- _Challenge_: Return every line in the rows below that contains the word "pollen", copying each line in full.

- _Provided information_:
----------

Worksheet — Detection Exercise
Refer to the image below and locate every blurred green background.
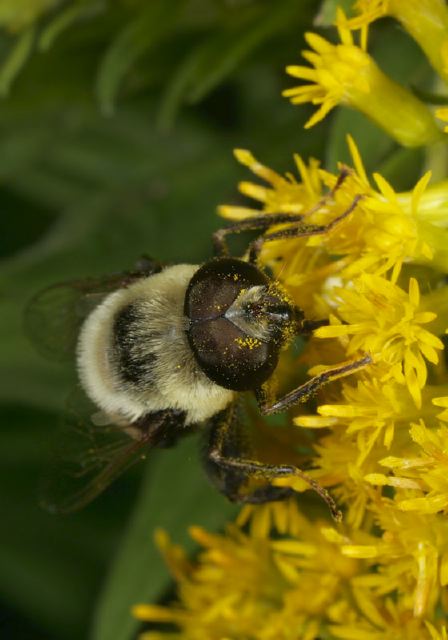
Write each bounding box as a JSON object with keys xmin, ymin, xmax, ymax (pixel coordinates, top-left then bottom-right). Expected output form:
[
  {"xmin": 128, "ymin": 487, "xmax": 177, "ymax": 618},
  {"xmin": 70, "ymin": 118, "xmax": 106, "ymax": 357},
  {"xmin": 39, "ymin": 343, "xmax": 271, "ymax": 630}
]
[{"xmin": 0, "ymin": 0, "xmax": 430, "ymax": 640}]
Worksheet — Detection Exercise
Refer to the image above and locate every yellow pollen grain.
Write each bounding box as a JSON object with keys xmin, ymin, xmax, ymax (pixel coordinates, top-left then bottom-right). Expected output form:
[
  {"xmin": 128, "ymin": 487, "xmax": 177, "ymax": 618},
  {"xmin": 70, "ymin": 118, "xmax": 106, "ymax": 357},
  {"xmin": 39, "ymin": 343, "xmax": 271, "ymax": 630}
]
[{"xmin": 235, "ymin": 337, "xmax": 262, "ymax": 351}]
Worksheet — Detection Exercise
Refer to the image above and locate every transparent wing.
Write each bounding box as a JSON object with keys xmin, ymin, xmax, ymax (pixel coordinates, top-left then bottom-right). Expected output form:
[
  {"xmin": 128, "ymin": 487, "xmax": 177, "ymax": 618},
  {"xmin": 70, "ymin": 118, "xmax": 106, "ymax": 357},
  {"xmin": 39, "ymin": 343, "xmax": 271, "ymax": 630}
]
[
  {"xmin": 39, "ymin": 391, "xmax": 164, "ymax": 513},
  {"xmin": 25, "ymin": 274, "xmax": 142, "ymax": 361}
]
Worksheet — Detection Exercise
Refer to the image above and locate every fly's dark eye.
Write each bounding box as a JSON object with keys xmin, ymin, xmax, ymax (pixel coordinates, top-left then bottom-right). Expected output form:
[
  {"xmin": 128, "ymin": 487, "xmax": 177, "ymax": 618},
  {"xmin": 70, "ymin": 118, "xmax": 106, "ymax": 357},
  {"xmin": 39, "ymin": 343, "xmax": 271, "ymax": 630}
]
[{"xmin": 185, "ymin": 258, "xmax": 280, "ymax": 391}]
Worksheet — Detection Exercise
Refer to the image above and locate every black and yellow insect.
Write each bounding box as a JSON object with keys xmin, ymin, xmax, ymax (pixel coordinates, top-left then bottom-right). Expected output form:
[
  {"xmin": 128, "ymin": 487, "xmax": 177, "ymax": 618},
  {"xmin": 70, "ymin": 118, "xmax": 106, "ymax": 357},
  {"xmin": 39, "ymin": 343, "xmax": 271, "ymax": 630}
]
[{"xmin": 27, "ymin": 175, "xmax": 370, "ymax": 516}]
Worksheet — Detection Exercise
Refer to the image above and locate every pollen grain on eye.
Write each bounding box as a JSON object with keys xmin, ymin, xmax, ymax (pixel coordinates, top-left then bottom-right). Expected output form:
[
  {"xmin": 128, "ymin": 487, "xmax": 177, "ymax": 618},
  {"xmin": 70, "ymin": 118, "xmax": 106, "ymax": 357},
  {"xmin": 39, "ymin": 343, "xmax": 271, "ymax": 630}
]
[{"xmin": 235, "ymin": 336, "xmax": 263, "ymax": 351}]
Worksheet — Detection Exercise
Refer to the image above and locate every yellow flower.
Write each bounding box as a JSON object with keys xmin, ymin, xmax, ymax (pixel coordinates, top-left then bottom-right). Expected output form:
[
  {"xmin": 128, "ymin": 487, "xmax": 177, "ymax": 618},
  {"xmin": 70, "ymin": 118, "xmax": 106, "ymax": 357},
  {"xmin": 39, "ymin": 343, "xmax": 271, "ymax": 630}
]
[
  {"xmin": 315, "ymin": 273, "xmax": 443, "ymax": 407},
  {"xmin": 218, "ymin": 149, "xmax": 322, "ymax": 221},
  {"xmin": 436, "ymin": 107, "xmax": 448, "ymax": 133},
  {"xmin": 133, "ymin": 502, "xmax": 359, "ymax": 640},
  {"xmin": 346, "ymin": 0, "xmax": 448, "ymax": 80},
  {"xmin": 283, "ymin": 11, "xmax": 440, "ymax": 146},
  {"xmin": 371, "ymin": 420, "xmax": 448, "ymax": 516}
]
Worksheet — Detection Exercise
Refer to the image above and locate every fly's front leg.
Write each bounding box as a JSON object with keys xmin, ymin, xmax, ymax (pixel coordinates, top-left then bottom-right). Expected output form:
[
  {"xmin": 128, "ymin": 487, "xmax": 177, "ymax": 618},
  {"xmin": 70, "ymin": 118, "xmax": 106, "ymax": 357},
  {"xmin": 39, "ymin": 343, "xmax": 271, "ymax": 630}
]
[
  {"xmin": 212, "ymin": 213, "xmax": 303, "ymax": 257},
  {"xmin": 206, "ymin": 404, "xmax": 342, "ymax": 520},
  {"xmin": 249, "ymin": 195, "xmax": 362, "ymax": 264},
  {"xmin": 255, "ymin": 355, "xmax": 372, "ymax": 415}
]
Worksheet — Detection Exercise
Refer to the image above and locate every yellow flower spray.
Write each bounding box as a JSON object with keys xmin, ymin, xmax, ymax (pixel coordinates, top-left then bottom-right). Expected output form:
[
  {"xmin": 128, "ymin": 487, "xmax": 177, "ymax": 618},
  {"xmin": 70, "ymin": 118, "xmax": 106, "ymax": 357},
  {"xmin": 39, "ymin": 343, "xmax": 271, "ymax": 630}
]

----------

- _Answer to this task_:
Refer to the image above and locate every yellow pollen grain.
Refer to the image above and locate every pollen grain on eye.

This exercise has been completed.